Reading passage:
_ _ _

Can storytelling shift the climate narrative and spark real change? Ahead of Georgetown’s Writing Climate Symposium, we speak with the featured writers, poets, and activists leading the conversation on how literature can bridge the gap between science and society, amplify frontline voices, and reshape our relationship with the planet.

Omar El Akkad

Author and journalist 

Linnea Axelsson

Sámi-Swedish Writer

dg nanouk okpik

Iñupiaq-Inuit Poet

Amitav Ghosh

Fiction and non-fiction writer

Kumi Naidoo

Human rights and environmental justice activist 

There is no shortage of headlines fighting for attention in today’s state of affairs. In the background, with or without media attention, the ecological clock continues to tick and action on all scales (international, national, and local) continues to meet obstacles at every turn. This has led many climate activists to the conclusion that a cultural shift is required in order for real change to occur. That’s why, according to Brad Adams, Executive Director of Climate Rights International, “We need the cultural community to help lead the way.”

Adams knows a cultural shift is possible because of the role literature played in shaping his own trajectory as a climate activist. He recalls sending poignant books and articles between friends and fellow activists ultimately leading to his work in founding Climate Rights International which works to document climate-change-related human rights abuses and create partners within powerful governments and institutions to take action on the abuses. 

Climate stories don’t have to be overtly didactic or apocalyptic; they can be subtle, personal, and even humorous. Most importantly, remember that storytelling is an act of hope.

– Amitav Ghosh | RSVP Now to Writing Climate

At the end of this month, Climate Rights International joins the Lannan Center for Poetics and Social Practice, the Earth Commons Climate Rights International , and Georgetown Humanities Initiative in hosting this year’s Lannan Symposium: Writing Climate. In its own words, the symposium seeks to prompt discussion on how “we imagine a fundamental shift in thinking about human existence” and “what can we do as individuals, as writers, activists, and scientists, to forestall and ameliorate the coming disasters”—essentially, how the cultural community can lead the way.

Despite literature’s personal impact on Adams, he knows that this conversation is essential because  “climate advocates continue to fail to connect with people outside of the existing affinity group.” The original 1970s  environmental movement was largely touted as a lawyer-led movement and even mainstream climate narratives today focus on the scientific and technical aspects of climate change, often minimizing the role of Indigenous and other BIPOC movement leaders and their stories. Moving the narrative to one focused on the real ways climate change is and can impact humans is necessary to shift how climate change is viewed in the public mind. Adams sees “all creatives across disciplines as essential ingredients to push the cultural narrative towards a mindset ready for progress.” 

Hosted by the Lannan Center, the Earth Commons Climate Rights International , and Georgetown Humanities Initiative , the “Writing Climate” symposium will explore the intersection of literature, science, and activism around climate change. RSVP Now

That is why, in organizing the symposium, the collaborators sought artists in all forms—poets that weave Indigenous modes of being with our current disaster, novelists who process our current condition by imagining the stories of the future, journalists who document the climate stories happening now, and, even, Georgetown students who are finding new ways to tell climate stories and bring the public into the fold. 

All of their work demonstrates the power of the intersection between arts and activism. Meet some of the visionary voices below and be sure to join them in conversation March 25th-27th on campus.

_ _ _

Dataset:
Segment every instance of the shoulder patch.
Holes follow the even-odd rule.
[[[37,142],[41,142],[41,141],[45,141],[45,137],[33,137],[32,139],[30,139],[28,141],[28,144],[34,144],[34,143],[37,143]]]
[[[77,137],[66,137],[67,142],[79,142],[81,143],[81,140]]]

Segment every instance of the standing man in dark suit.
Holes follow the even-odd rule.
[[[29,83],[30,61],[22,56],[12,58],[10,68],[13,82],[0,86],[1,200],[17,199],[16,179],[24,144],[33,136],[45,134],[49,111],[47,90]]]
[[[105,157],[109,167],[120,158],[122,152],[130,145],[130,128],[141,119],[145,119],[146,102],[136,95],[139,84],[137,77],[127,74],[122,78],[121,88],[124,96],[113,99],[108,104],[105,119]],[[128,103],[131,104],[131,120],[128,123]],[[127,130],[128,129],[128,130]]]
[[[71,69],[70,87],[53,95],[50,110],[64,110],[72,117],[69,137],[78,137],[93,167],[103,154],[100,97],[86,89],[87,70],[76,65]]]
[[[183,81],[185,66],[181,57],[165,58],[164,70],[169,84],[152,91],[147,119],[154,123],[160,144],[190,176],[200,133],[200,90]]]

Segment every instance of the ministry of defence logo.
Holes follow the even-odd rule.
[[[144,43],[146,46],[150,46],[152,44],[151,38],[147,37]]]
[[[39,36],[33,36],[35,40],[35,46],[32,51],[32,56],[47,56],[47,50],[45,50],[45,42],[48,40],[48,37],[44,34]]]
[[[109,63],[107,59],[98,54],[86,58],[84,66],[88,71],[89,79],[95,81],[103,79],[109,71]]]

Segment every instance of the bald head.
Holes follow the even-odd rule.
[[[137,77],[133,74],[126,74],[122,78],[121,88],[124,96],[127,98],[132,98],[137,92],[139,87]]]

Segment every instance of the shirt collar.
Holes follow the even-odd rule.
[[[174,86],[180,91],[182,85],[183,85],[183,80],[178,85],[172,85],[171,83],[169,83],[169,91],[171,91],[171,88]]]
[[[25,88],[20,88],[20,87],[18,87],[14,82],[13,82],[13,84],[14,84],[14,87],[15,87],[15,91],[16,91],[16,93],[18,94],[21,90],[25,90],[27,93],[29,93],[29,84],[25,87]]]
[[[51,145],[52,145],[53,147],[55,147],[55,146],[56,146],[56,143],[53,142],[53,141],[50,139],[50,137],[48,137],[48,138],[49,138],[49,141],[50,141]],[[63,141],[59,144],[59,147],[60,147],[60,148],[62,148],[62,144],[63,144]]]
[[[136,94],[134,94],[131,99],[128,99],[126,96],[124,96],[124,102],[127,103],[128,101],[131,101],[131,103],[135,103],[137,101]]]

_ _ _

Write out the part of the Writing Climate article from "Hosted by the" to "25th-27th on campus.". The entries are separate material with no connection to the Writing Climate article.

Full answer:
Hosted by the Lannan Center, the Earth Commons Climate Rights International , and Georgetown Humanities Initiative , the “Writing Climate” symposium will explore the intersection of literature, science, and activism around climate change. RSVP Now

That is why, in organizing the symposium, the collaborators sought artists in all forms—poets that weave Indigenous modes of being with our current disaster, novelists who process our current condition by imagining the stories of the future, journalists who document the climate stories happening now, and, even, Georgetown students who are finding new ways to tell climate stories and bring the public into the fold. 

All of their work demonstrates the power of the intersection between arts and activism. Meet some of the visionary voices below and be sure to join them in conversation March 25th-27th on campus.